Start of Text provided

By Kathleen Hennessey
Bennie Starks is one of a kind. His smile is infectious and his presence is undeniably welcoming. Bennie has the ability to make you feel like you’ve been his friend for as long as you can remember even though you just met him five minutes ago. As Bennie’s student contact in Loyola’s Life After Innocence Clinic, I’ve really enjoyed being his contact from the day I met him. It’s hard to believe how warm and friendly Bennie is after everything he has been through. Bennie was wrongly convicted of and incarcerated for a crime he didn’t commit. In 1986, when he was just 26 years old, Bennie was convicted of aggravated criminal sexual assault and aggravated battery. The victim, a woman in her late 60s, identified Bennie as the man who dragged her into a ravine and beat, bit and raped her.
Bennie was serving a 60 year prison sentence when DNA evidence suggested his innocence in the early 2000s. When faced with this new evidence, prosecutors argued that the semen could have come from a different man whom the victim might have had consensual sex with earlier in the day, even though the victim testified that she had not had sex for weeks before the attack. In 2006 the Illinois Appellate Court for the Second District overturned Bennie’s conviction and he was released on bond. Prosecutors continued to insist upon Bennie’s guilt for six more years. In 2012 prosecutors dropped the rape charge but refused to drop the battery charge. A short while later, when the new State’s Attorney in Lake County took office, he agreed to drop the remaining rape charge. Starks was finally exonerated of all charges and received his Certificate of Innocence on January 7, 2013, when he was 53 years old.

End of Text provided
Start of Records provided

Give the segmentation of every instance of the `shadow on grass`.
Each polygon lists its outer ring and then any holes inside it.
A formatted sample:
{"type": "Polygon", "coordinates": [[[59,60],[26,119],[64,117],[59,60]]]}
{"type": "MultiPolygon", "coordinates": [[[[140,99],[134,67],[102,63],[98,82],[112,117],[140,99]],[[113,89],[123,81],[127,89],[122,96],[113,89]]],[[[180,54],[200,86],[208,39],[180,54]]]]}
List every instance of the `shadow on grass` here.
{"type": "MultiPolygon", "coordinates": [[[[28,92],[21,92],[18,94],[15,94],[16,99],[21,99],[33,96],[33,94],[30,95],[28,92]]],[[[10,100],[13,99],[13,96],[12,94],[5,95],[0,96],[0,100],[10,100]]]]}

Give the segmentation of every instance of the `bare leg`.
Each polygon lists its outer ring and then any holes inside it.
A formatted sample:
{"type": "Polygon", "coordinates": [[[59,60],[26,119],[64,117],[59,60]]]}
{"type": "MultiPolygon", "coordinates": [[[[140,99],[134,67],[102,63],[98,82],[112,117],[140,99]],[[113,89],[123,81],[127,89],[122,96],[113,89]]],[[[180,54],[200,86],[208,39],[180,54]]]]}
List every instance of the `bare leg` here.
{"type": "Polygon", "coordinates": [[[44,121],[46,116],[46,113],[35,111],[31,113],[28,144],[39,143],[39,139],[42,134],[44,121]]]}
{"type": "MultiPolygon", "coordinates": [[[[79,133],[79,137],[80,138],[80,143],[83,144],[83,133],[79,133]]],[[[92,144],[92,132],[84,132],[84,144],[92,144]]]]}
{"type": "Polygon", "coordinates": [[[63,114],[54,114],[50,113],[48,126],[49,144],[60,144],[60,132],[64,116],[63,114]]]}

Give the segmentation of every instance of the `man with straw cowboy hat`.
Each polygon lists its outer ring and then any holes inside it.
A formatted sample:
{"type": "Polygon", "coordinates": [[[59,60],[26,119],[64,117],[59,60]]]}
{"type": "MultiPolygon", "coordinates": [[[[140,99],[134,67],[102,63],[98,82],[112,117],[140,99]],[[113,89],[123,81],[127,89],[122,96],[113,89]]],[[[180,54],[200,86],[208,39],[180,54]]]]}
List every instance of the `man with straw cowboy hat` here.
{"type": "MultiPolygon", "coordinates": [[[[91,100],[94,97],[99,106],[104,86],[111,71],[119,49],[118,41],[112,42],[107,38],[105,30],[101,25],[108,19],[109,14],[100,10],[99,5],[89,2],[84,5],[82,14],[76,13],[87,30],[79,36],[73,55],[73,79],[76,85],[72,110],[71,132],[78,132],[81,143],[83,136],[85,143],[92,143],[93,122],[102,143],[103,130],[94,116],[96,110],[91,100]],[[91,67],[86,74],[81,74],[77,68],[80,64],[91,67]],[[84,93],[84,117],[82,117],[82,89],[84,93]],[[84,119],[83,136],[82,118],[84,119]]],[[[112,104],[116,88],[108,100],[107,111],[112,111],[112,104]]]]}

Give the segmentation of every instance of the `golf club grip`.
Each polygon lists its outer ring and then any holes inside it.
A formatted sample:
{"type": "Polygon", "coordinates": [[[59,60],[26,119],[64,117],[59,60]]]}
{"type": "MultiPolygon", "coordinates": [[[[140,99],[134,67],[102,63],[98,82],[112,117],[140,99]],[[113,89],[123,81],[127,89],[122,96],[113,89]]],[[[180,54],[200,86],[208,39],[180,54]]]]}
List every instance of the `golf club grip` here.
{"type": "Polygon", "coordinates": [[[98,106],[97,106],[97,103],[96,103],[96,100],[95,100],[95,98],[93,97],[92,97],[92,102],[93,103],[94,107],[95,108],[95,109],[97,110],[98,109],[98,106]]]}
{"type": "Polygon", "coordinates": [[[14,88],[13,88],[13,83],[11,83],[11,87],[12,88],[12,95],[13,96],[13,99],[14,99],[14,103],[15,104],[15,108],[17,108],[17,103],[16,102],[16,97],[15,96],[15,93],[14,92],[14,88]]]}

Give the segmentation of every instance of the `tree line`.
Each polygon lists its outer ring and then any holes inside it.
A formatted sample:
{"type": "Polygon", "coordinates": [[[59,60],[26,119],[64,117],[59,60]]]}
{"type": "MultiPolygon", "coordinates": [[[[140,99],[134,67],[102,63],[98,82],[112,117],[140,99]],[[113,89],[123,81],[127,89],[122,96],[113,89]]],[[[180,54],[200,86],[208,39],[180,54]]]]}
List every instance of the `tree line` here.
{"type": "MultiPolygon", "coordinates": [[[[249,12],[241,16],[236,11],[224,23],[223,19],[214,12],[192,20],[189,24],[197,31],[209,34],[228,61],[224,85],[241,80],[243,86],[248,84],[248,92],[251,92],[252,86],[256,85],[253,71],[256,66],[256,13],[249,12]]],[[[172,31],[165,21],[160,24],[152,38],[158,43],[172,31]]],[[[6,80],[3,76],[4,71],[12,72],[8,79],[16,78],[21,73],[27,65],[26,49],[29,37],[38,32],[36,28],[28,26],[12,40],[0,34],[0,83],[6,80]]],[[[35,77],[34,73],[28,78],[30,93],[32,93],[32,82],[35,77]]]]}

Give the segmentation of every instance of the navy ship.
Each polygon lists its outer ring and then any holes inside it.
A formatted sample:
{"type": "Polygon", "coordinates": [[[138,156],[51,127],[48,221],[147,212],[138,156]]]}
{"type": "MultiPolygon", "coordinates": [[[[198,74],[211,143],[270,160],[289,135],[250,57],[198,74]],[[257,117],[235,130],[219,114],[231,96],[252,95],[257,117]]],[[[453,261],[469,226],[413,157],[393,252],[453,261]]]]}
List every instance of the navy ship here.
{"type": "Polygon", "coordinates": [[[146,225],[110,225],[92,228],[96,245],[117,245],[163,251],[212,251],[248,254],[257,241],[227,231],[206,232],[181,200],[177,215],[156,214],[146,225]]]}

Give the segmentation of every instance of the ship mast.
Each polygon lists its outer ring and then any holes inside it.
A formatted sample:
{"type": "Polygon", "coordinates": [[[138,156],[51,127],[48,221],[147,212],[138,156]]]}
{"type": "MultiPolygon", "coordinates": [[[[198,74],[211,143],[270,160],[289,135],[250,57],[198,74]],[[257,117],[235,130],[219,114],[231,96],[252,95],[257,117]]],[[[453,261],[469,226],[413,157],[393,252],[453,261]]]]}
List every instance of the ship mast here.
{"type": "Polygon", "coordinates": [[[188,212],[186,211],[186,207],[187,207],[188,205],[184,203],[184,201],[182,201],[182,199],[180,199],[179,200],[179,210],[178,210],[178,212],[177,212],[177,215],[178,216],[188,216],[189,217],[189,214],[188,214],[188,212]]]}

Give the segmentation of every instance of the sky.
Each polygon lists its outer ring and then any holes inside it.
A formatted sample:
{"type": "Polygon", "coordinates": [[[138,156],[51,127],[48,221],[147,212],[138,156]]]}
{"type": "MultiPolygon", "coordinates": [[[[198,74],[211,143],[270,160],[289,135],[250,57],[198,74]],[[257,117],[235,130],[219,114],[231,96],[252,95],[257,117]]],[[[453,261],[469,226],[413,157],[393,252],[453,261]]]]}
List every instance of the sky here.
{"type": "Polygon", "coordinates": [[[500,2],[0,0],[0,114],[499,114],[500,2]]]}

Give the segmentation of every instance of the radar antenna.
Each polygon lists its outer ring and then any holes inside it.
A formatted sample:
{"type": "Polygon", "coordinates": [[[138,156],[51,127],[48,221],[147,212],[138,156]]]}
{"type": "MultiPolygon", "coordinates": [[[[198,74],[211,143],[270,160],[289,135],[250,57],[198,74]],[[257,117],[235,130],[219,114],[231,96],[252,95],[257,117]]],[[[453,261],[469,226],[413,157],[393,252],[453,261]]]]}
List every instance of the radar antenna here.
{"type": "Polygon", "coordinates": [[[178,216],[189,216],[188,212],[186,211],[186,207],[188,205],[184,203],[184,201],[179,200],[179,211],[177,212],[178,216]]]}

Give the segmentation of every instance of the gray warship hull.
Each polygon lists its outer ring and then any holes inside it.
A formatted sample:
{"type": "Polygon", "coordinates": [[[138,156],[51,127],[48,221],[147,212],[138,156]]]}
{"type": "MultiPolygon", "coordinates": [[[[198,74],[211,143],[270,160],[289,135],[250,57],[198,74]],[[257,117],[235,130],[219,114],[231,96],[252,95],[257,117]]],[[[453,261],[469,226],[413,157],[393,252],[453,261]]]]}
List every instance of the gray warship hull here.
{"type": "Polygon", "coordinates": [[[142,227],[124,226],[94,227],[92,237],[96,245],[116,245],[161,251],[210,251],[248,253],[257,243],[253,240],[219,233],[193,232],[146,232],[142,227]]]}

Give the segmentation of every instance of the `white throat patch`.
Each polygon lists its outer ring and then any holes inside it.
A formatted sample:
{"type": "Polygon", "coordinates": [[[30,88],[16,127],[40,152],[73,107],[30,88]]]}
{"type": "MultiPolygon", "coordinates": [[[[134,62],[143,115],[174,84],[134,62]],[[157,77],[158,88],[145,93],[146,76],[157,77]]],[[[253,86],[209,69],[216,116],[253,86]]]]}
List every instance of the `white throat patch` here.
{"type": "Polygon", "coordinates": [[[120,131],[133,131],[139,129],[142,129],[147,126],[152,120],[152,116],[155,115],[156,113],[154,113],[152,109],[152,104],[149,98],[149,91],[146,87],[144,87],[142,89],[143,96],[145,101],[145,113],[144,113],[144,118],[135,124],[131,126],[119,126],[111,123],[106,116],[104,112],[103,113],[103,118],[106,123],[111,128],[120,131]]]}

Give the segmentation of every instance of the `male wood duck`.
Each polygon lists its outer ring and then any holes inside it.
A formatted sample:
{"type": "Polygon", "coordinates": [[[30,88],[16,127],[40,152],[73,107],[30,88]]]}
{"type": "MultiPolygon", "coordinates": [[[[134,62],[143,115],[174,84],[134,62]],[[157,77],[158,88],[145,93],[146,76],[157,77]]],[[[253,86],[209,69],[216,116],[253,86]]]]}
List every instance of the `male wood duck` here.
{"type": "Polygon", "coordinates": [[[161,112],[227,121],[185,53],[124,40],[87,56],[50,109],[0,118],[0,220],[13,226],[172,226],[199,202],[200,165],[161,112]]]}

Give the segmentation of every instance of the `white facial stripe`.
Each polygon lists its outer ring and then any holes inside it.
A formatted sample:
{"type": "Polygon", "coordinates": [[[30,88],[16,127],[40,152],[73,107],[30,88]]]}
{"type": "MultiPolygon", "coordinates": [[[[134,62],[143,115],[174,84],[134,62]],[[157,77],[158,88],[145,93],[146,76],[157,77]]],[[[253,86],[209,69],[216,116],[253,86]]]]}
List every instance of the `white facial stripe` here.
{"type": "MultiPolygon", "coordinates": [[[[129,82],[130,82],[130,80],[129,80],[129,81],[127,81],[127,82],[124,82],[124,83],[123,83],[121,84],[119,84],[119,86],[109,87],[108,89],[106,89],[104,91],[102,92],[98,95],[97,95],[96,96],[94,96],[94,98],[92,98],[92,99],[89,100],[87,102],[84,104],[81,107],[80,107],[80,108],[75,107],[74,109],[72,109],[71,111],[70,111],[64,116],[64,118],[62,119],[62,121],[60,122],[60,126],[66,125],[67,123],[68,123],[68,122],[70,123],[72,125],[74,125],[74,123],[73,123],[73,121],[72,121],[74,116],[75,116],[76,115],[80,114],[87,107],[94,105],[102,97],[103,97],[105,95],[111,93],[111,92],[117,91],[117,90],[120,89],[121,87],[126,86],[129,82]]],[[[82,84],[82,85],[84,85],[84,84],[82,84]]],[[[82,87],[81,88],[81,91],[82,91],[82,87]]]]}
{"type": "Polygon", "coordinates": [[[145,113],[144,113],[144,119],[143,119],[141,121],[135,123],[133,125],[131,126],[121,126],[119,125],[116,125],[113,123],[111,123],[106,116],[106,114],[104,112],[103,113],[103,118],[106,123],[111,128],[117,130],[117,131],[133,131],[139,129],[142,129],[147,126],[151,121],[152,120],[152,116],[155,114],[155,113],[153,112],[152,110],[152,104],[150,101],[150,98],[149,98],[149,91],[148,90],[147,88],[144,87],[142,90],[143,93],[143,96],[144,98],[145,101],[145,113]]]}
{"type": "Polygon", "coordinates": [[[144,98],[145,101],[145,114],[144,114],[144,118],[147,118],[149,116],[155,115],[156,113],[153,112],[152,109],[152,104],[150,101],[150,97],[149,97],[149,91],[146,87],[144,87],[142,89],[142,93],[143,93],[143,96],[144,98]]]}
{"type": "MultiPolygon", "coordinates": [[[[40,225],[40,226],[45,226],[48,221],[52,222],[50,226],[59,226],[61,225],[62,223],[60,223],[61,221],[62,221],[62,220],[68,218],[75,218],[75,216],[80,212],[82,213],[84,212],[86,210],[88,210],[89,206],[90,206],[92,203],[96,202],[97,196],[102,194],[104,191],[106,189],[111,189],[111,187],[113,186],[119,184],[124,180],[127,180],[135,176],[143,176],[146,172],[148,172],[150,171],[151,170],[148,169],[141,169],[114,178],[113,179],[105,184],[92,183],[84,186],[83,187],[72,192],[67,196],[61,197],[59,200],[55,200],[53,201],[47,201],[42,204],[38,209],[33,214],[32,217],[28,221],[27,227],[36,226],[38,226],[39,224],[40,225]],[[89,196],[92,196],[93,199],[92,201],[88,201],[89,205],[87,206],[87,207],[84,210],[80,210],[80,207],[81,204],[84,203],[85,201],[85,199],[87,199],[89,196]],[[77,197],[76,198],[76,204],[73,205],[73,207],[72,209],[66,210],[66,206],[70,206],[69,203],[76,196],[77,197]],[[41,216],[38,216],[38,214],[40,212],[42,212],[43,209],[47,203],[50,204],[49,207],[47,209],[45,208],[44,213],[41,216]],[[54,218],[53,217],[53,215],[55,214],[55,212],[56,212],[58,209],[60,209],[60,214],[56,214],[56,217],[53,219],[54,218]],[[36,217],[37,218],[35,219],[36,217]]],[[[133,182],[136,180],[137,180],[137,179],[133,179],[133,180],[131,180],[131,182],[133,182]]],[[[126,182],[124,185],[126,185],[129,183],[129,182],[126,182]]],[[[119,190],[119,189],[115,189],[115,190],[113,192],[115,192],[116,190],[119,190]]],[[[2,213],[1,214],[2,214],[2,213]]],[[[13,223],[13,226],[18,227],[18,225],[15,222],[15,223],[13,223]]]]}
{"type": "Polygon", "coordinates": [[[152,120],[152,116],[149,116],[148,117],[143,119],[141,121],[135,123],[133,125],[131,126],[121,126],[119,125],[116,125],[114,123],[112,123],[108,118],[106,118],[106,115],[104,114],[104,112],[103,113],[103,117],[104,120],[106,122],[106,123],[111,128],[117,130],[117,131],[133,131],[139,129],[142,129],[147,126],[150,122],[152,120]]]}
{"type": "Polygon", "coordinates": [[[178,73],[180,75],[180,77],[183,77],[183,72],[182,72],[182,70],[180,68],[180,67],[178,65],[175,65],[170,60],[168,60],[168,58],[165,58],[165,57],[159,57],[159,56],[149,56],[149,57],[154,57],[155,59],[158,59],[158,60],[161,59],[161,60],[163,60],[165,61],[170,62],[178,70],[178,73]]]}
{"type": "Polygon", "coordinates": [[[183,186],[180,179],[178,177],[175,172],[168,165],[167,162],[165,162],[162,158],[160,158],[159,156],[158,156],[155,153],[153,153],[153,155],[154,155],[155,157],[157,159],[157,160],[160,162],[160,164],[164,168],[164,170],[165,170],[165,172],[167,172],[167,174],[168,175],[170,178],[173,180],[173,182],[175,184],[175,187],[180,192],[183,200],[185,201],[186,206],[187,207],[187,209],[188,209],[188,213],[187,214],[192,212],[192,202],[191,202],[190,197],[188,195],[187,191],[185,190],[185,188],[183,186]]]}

End of Records provided

• Task
In the account of Bennie Starks, rewrite the part that opens with the words "By Kathleen Hennessey" and closes with "and raped her.", replacing "infectious" with "contagious".

• Your solution
By Kathleen Hennessey
Bennie Starks is one of a kind. His smile is contagious and his presence is undeniably welcoming. Bennie has the ability to make you feel like you’ve been his friend for as long as you can remember even though you just met him five minutes ago. As Bennie’s student contact in Loyola’s Life After Innocence Clinic, I’ve really enjoyed being his contact from the day I met him. It’s hard to believe how warm and friendly Bennie is after everything he has been through. Bennie was wrongly convicted of and incarcerated for a crime he didn’t commit. In 1986, when he was just 26 years old, Bennie was convicted of aggravated criminal sexual assault and aggravated battery. The victim, a woman in her late 60s, identified Bennie as the man who dragged her into a ravine and beat, bit and raped her.